------ Page text ------

The joy of a non-traditional Thanksgiving

My favorite Thanksgiving as a girl was spent with my family in a fishing cabin at Horseshoe Beach, Florida, with family friends, listening to the Zorba the Greek soundtrack over and over and having hamburgers for Thanksgiving dinner because we hadn’t caught any fish yet. (Not that I would eat fish back then — the next day I gave the flounder I caught to the adults and had another hamburger.)

This Thanksgiving was spent in Miami and Key West and it was fabulous, too.

Despite being born and raised in Florida, I’d never once been to either of those places. My parents were willing to drive from Tampa to Canada and from Tampa to St. Louis and we also headed up to North Carolina pretty regularly, but they considered the road to Miami way too boring. (Also, my mother — who attended high school in Key West while her dad was stationed there — hates bridges. If you drive to Key West, there are A LOT of bridges.)

But for this Thanksgiving my friend Nandini invited me to meet up with her and her kids and her friend Michelle in North Miami Beach. I hadn’t yet had an official invitation from anyone in the family, so I was thrilled to say yes. (Last Thanksgiving, in the midst of pandemic precautions, I spent waiting for my son to wake up after a grueling night shift at FedEx, but he slept through the whole day.)

It was lovely to get away from the grayness of late November in upstate New York to enjoy the sights and sounds and tastes and smells of a bustling tropical city. On my first full day (their second), we went to the science museum/planetarium/aquarium and later walked from there over to the Bayside Marketplace (a sort of Faneuil Hall, for those familiar with Boston).

On the second day we went to Wynwood Walls to see the street art both in and out of the official facility, and Michelle and I went to the free Miami botanical garden and (eventually) figured out how to take the free trolley back to our North Miami neighborhood. Then we all drove back south together to eat elotes (ears of corn grilled and coated in mayonnaise and cotija cheese and chili pepper) and tacos at HuaHua’s, a wonderful taqueria. (Since I’m still doing the low carb thing, I ate the delicious fillings of my tacos and left the tortillas behind.)

Day three the kids wanted to see the botanical garden, too, so we happily did that again before heading for South Beach, where we enjoyed the architecture and the kids romped in the officially hazardous but not yet red flag surf at the really beautiful beach. Then we went and repeated HuaHua’s, because it was that good. We finished the night with the classic movie The Birdcage, set in South Beach.

------ Recorded data ------

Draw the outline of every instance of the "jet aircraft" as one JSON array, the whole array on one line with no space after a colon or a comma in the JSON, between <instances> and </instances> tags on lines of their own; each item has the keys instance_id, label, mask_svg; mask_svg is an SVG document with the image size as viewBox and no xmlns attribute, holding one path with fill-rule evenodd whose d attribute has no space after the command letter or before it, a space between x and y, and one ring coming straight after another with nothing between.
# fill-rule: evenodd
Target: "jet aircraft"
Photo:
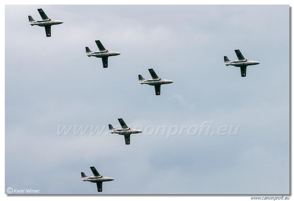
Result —
<instances>
[{"instance_id":1,"label":"jet aircraft","mask_svg":"<svg viewBox=\"0 0 294 201\"><path fill-rule=\"evenodd\" d=\"M141 85L146 84L149 85L154 86L155 88L155 94L156 95L160 95L160 86L161 85L171 84L173 82L171 80L159 78L152 68L148 69L148 70L151 75L152 79L149 79L146 81L144 78L143 78L142 75L139 75L139 83Z\"/></svg>"},{"instance_id":2,"label":"jet aircraft","mask_svg":"<svg viewBox=\"0 0 294 201\"><path fill-rule=\"evenodd\" d=\"M130 136L131 134L142 133L142 131L137 129L132 129L126 124L122 119L118 119L118 121L121 126L121 129L118 129L114 130L113 126L111 124L108 124L111 133L116 133L119 135L122 135L124 136L126 144L130 144Z\"/></svg>"},{"instance_id":3,"label":"jet aircraft","mask_svg":"<svg viewBox=\"0 0 294 201\"><path fill-rule=\"evenodd\" d=\"M93 53L89 48L86 47L86 53L87 53L87 55L88 57L93 56L102 58L103 67L107 68L108 67L108 57L112 56L119 55L121 53L116 52L108 51L104 48L100 40L95 40L95 42L99 49L99 51L94 52Z\"/></svg>"},{"instance_id":4,"label":"jet aircraft","mask_svg":"<svg viewBox=\"0 0 294 201\"><path fill-rule=\"evenodd\" d=\"M243 56L240 50L235 50L235 52L238 57L238 60L235 60L232 62L229 60L226 56L224 56L224 59L225 60L225 64L226 66L229 65L234 66L236 67L240 67L241 70L241 77L246 77L246 69L247 66L252 65L257 65L260 63L258 61L248 60Z\"/></svg>"},{"instance_id":5,"label":"jet aircraft","mask_svg":"<svg viewBox=\"0 0 294 201\"><path fill-rule=\"evenodd\" d=\"M82 180L84 181L90 181L93 183L96 183L97 185L97 190L98 192L102 192L102 183L105 181L113 181L114 180L113 178L107 177L103 177L100 175L94 167L90 167L91 170L92 171L94 176L90 177L90 178L86 176L85 173L81 173L82 175Z\"/></svg>"},{"instance_id":6,"label":"jet aircraft","mask_svg":"<svg viewBox=\"0 0 294 201\"><path fill-rule=\"evenodd\" d=\"M36 21L31 16L29 15L29 21L30 22L30 24L32 26L37 25L40 26L45 27L46 37L51 37L51 26L55 24L62 24L63 23L63 22L59 20L51 20L47 17L47 16L44 12L42 9L38 9L38 11L39 11L39 13L41 16L42 19Z\"/></svg>"}]
</instances>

------

Questions to answer >>
a) In the Thanksgiving post, what did the family eat for Thanksgiving dinner at Horseshoe Beach, and why?
b) Quote the Thanksgiving post word for word from "The joy of a" to "had another hamburger.)".

Answers to the exercise >>
a) They ate hamburgers because they hadn't caught any fish yet.

b)
The joy of a non-traditional Thanksgiving

My favorite Thanksgiving as a girl was spent with my family in a fishing cabin at Horseshoe Beach, Florida, with family friends, listening to the Zorba the Greek soundtrack over and over and having hamburgers for Thanksgiving dinner because we hadn’t caught any fish yet. (Not that I would eat fish back then — the next day I gave the flounder I caught to the adults and had another hamburger.)